**EXERCISE DETAILS**
Copy out the lines below, changing each "sighting tally" to "survey count" and keeping everything else the same.

**SUPPLIED MATERIAL**
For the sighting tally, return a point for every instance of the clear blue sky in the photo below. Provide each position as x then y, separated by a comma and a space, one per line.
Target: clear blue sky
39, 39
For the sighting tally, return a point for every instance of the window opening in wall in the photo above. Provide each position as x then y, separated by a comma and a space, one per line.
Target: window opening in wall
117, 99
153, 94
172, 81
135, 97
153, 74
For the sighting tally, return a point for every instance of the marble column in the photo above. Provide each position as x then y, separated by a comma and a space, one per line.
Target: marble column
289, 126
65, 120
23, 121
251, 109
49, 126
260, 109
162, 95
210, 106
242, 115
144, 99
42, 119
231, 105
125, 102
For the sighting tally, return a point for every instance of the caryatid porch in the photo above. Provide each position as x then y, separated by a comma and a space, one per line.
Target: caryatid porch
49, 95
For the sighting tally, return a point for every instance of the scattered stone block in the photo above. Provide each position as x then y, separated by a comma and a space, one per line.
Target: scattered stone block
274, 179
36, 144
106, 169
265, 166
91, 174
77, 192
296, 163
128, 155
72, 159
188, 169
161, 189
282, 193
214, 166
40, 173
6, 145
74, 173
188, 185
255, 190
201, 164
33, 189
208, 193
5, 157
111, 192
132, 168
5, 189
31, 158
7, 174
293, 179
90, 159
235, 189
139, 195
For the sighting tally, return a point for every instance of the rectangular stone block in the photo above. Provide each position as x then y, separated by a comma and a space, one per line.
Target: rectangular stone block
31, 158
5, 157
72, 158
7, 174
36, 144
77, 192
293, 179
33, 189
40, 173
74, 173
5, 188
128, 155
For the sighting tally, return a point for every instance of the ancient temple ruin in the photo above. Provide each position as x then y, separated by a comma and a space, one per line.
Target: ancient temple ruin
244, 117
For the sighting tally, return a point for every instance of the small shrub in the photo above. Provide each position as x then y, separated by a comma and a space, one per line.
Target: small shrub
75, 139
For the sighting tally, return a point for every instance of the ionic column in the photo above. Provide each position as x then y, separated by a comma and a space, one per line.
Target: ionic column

**TASK RESULT**
For the survey count, return a point for every instance of the clear blue sky in the photo below. Provide each position as x then y, separated by a comma and a space, one per line.
Target: clear blue sky
39, 39
For the survey count, return a point for every instance of the window opening in wall in the photo above. Provide each position as x then y, separated by a comma and a space, one per line.
Target: window opening in wall
117, 99
153, 94
172, 81
135, 97
153, 74
For the survey count, return a point for every instance of the marble column in the photo above. Provide each position as x then y, separated by a comma and a space, one per line.
Target: marble column
289, 126
65, 120
23, 121
251, 109
49, 126
260, 109
162, 95
210, 106
242, 115
144, 99
42, 119
231, 105
125, 102
For the survey count, return a point for every instance of the caryatid porch in the photo above. Provide each position as x then y, separated by a comma and a space, one per line.
Target: caryatid porch
49, 95
For the survey count, return a point for every instance of the scattered stone block in the photo above. Provide each position as x then y, separated by a comma and a space, one per line.
Target: scattered stone block
274, 179
36, 144
106, 169
265, 166
91, 174
77, 192
296, 163
128, 155
72, 159
188, 169
161, 189
282, 193
214, 166
40, 173
6, 145
74, 173
188, 185
255, 190
201, 164
33, 189
208, 193
5, 157
111, 192
132, 168
5, 189
31, 158
7, 174
293, 179
90, 159
235, 189
139, 195
For the survey count, return a point for every instance of the rectangular stone block in the photo above. Provide each position as x then y, separated by a comma and a space, one per line.
Target: rectangular stone block
31, 158
5, 157
72, 158
7, 174
36, 144
77, 192
293, 179
33, 189
40, 173
74, 173
5, 188
128, 155
For the survey count, return a point for every instance of the ancient temple ruin in the photo above. Provide each position as x then y, separated by a comma and a space, one per line.
Target: ancient temple ruin
244, 117
For the survey count, return a point for every instance of the small shrub in the photo above. Provide each position as x then y, separated by a comma and a space, one per line.
Target: small shrub
75, 139
For the survey count, return a point for every instance of the ionic column in the photo above. Provide each position as x then y, separated by a comma and a space, one per line.
Target: ionic column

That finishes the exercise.